**Stored records:**
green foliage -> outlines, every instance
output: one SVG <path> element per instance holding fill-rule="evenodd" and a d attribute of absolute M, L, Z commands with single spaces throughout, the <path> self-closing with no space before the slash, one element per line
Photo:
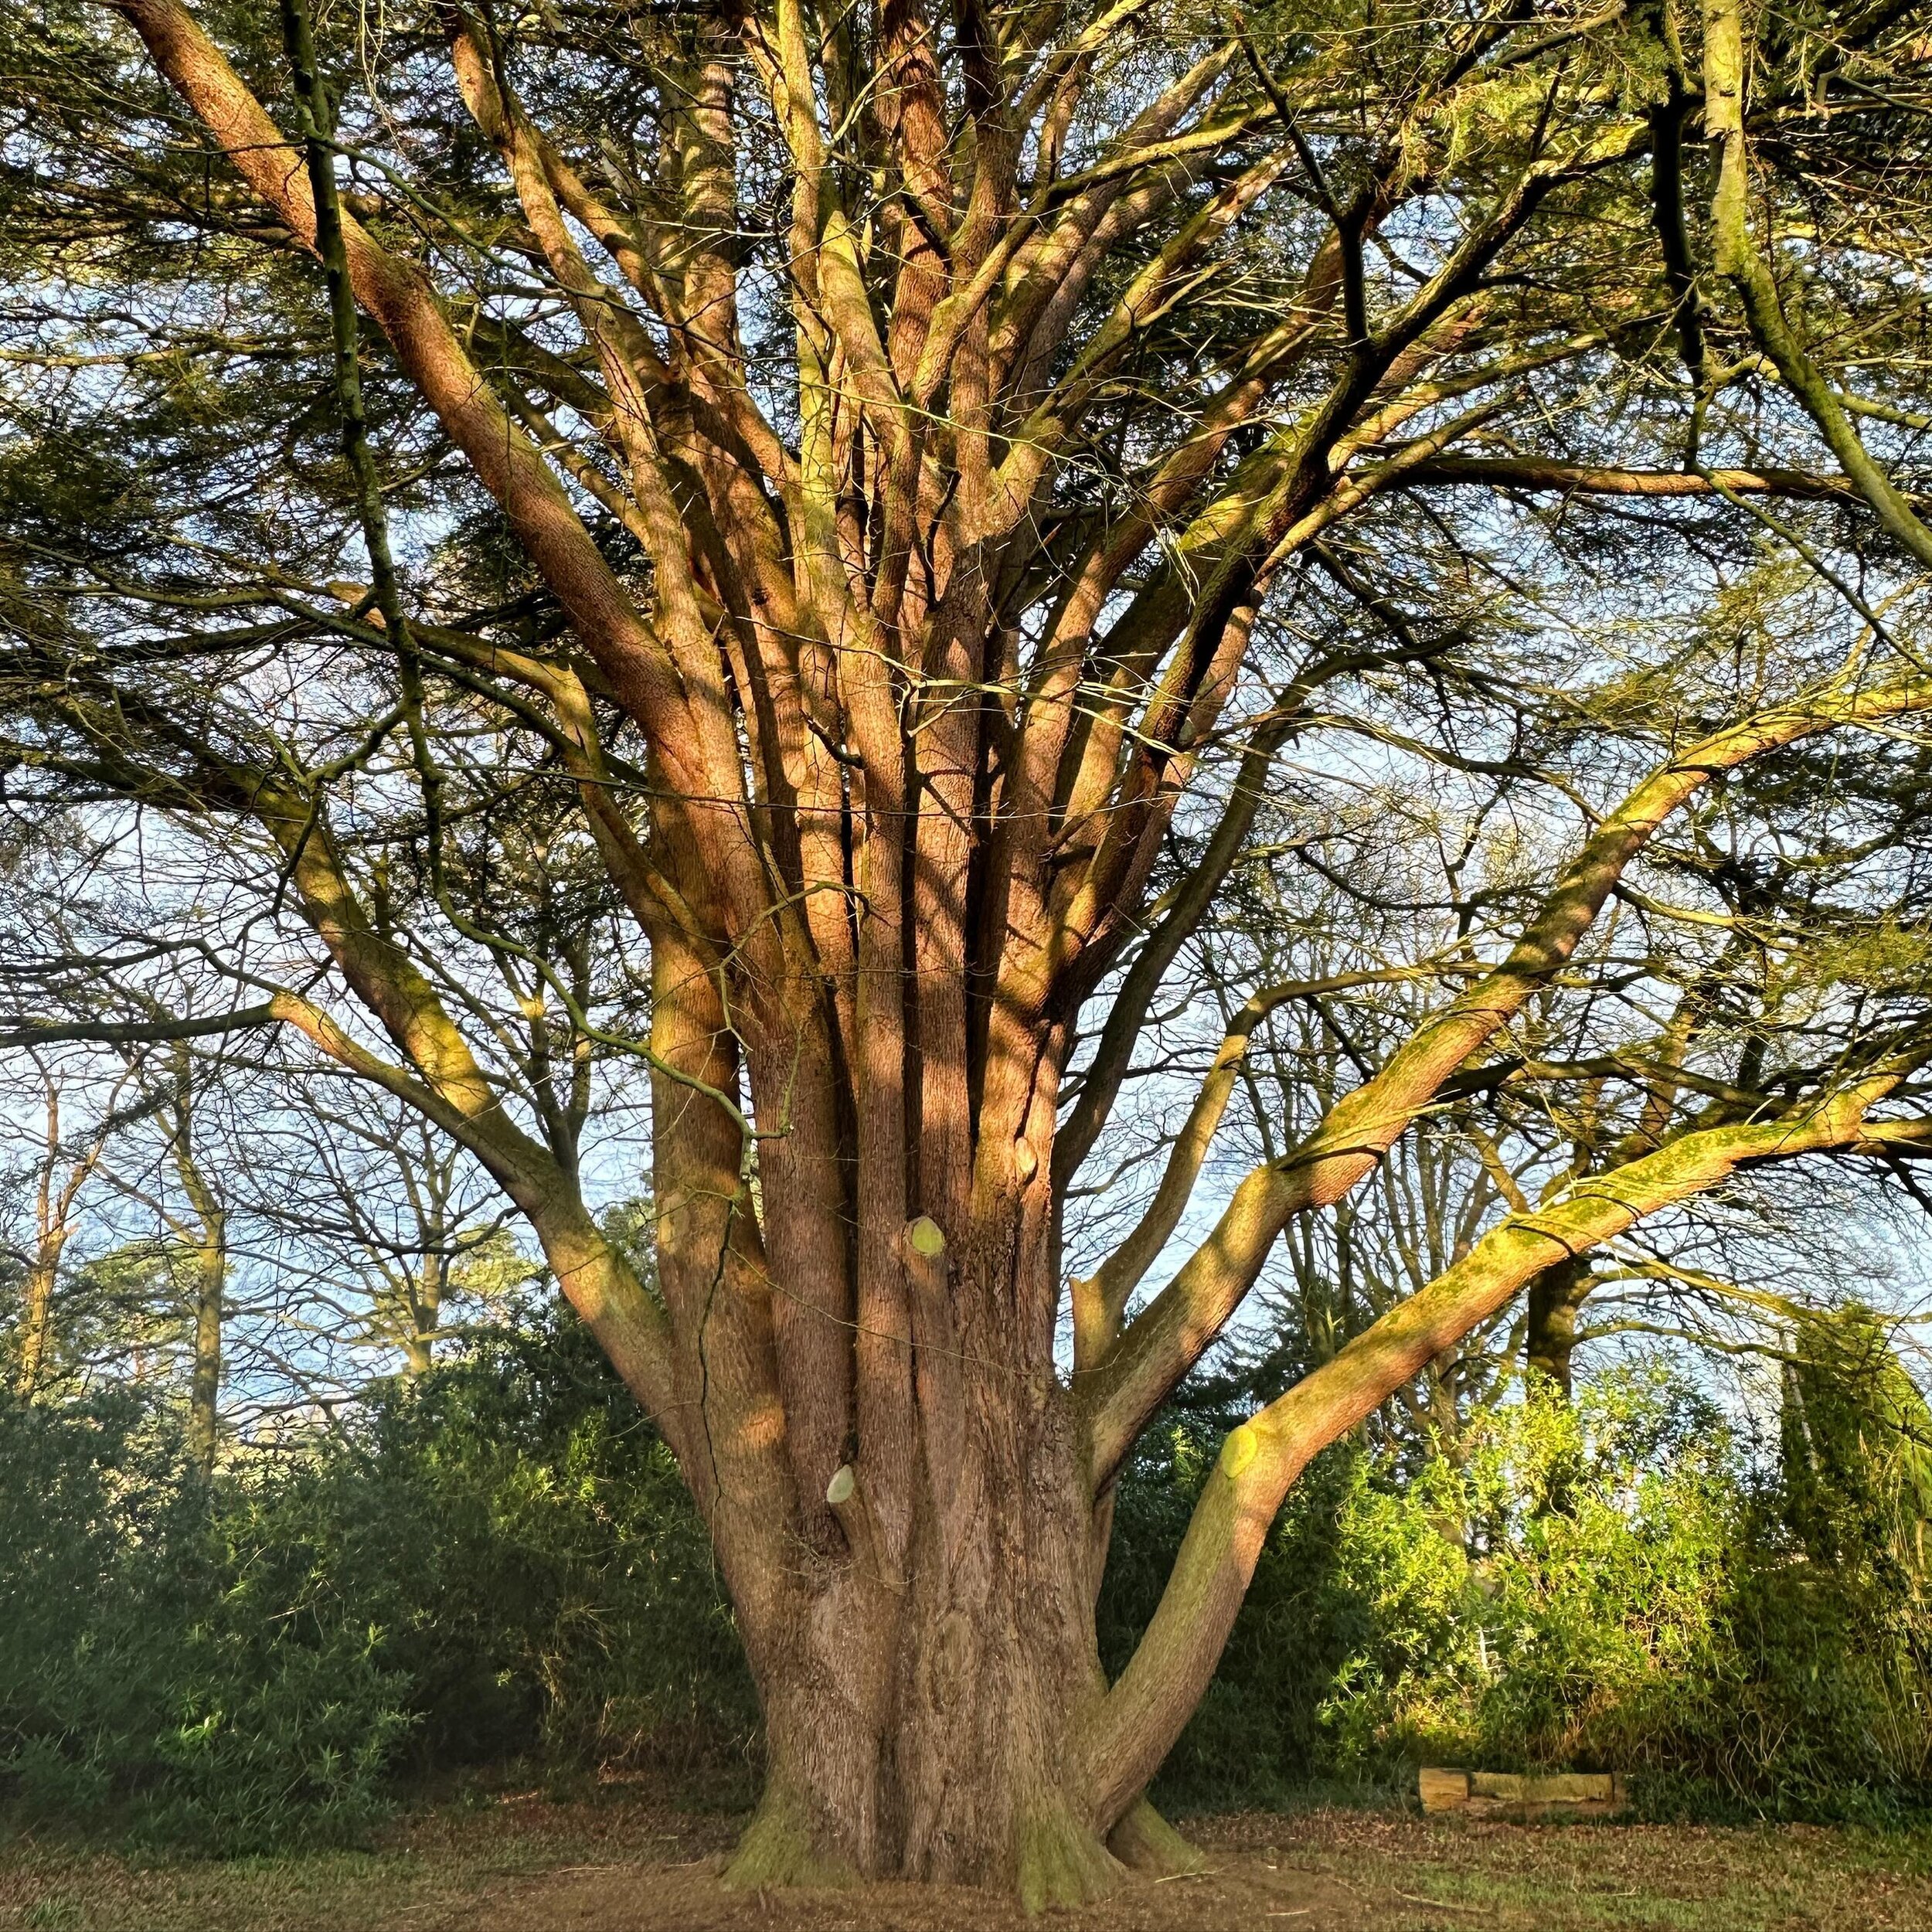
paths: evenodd
<path fill-rule="evenodd" d="M 1932 1408 L 1868 1308 L 1798 1325 L 1784 1377 L 1785 1513 L 1814 1560 L 1864 1563 L 1922 1604 Z"/>
<path fill-rule="evenodd" d="M 399 1774 L 742 1765 L 755 1708 L 663 1445 L 573 1327 L 189 1473 L 124 1389 L 0 1401 L 0 1790 L 234 1852 L 352 1839 Z"/>
<path fill-rule="evenodd" d="M 389 1385 L 298 1519 L 354 1525 L 421 1760 L 741 1764 L 757 1722 L 669 1451 L 564 1315 Z M 291 1527 L 296 1526 L 291 1524 Z"/>
<path fill-rule="evenodd" d="M 1325 1715 L 1344 1764 L 1633 1768 L 1709 1651 L 1744 1531 L 1728 1436 L 1612 1379 L 1477 1418 L 1400 1492 L 1358 1458 L 1337 1581 L 1372 1640 Z"/>
<path fill-rule="evenodd" d="M 1123 1483 L 1110 1664 L 1223 1420 L 1184 1412 Z M 1658 1808 L 1921 1808 L 1928 1625 L 1869 1544 L 1825 1560 L 1793 1538 L 1794 1486 L 1661 1373 L 1573 1408 L 1533 1389 L 1478 1414 L 1454 1463 L 1338 1445 L 1291 1492 L 1168 1794 L 1266 1802 L 1420 1762 L 1615 1768 Z"/>
<path fill-rule="evenodd" d="M 325 1585 L 238 1560 L 247 1505 L 182 1473 L 164 1411 L 9 1398 L 0 1460 L 0 1772 L 28 1817 L 244 1850 L 377 1815 L 402 1679 Z"/>
<path fill-rule="evenodd" d="M 1534 1388 L 1475 1415 L 1453 1462 L 1320 1458 L 1167 1800 L 1279 1802 L 1421 1760 L 1614 1767 L 1659 1810 L 1923 1805 L 1932 1627 L 1922 1568 L 1902 1581 L 1923 1401 L 1889 1352 L 1868 1359 L 1875 1332 L 1801 1338 L 1776 1480 L 1661 1373 L 1573 1407 Z M 1124 1477 L 1110 1668 L 1252 1394 L 1189 1391 Z M 403 1781 L 510 1760 L 742 1786 L 756 1706 L 702 1526 L 567 1316 L 212 1482 L 126 1387 L 0 1399 L 0 1459 L 17 1815 L 240 1851 L 356 1838 Z"/>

**YOUR TASK:**
Extract every line above containing the word "evenodd".

**RESULT OF THIS EXERCISE:**
output: one SVG <path> element per instance holding fill-rule="evenodd" and a d attribute of absolute M, L, Z commands with single spaces throughout, the <path> self-closing with no space before the slash, one element per line
paths: evenodd
<path fill-rule="evenodd" d="M 1932 1408 L 1868 1308 L 1798 1325 L 1784 1377 L 1785 1513 L 1814 1560 L 1864 1563 L 1922 1604 Z"/>
<path fill-rule="evenodd" d="M 399 1774 L 742 1765 L 755 1708 L 663 1445 L 573 1327 L 189 1473 L 124 1389 L 0 1401 L 0 1790 L 234 1852 L 352 1839 Z"/>
<path fill-rule="evenodd" d="M 389 1385 L 298 1519 L 354 1525 L 421 1760 L 741 1764 L 757 1722 L 669 1451 L 564 1315 Z M 291 1527 L 296 1526 L 291 1524 Z"/>
<path fill-rule="evenodd" d="M 1325 1715 L 1344 1764 L 1633 1768 L 1709 1651 L 1744 1531 L 1728 1436 L 1612 1379 L 1477 1418 L 1400 1492 L 1358 1458 L 1337 1581 L 1372 1640 Z"/>
<path fill-rule="evenodd" d="M 1123 1483 L 1110 1664 L 1223 1420 L 1184 1412 Z M 1658 1808 L 1921 1808 L 1928 1625 L 1869 1544 L 1825 1560 L 1793 1538 L 1794 1486 L 1661 1373 L 1573 1408 L 1533 1389 L 1478 1414 L 1454 1463 L 1338 1445 L 1291 1492 L 1168 1794 L 1266 1802 L 1420 1762 L 1615 1768 Z"/>
<path fill-rule="evenodd" d="M 325 1585 L 238 1560 L 247 1505 L 182 1473 L 164 1411 L 9 1398 L 0 1460 L 0 1772 L 28 1817 L 244 1850 L 377 1815 L 402 1679 Z"/>
<path fill-rule="evenodd" d="M 1534 1388 L 1475 1415 L 1453 1462 L 1320 1458 L 1167 1800 L 1279 1802 L 1421 1760 L 1614 1767 L 1659 1810 L 1923 1805 L 1932 1627 L 1922 1568 L 1902 1581 L 1923 1401 L 1889 1352 L 1868 1359 L 1875 1332 L 1801 1338 L 1776 1480 L 1661 1373 L 1573 1407 Z M 1124 1477 L 1110 1668 L 1252 1394 L 1189 1391 Z M 403 1781 L 510 1760 L 742 1786 L 756 1706 L 702 1526 L 567 1316 L 212 1482 L 126 1387 L 0 1399 L 0 1459 L 17 1815 L 240 1851 L 356 1838 Z"/>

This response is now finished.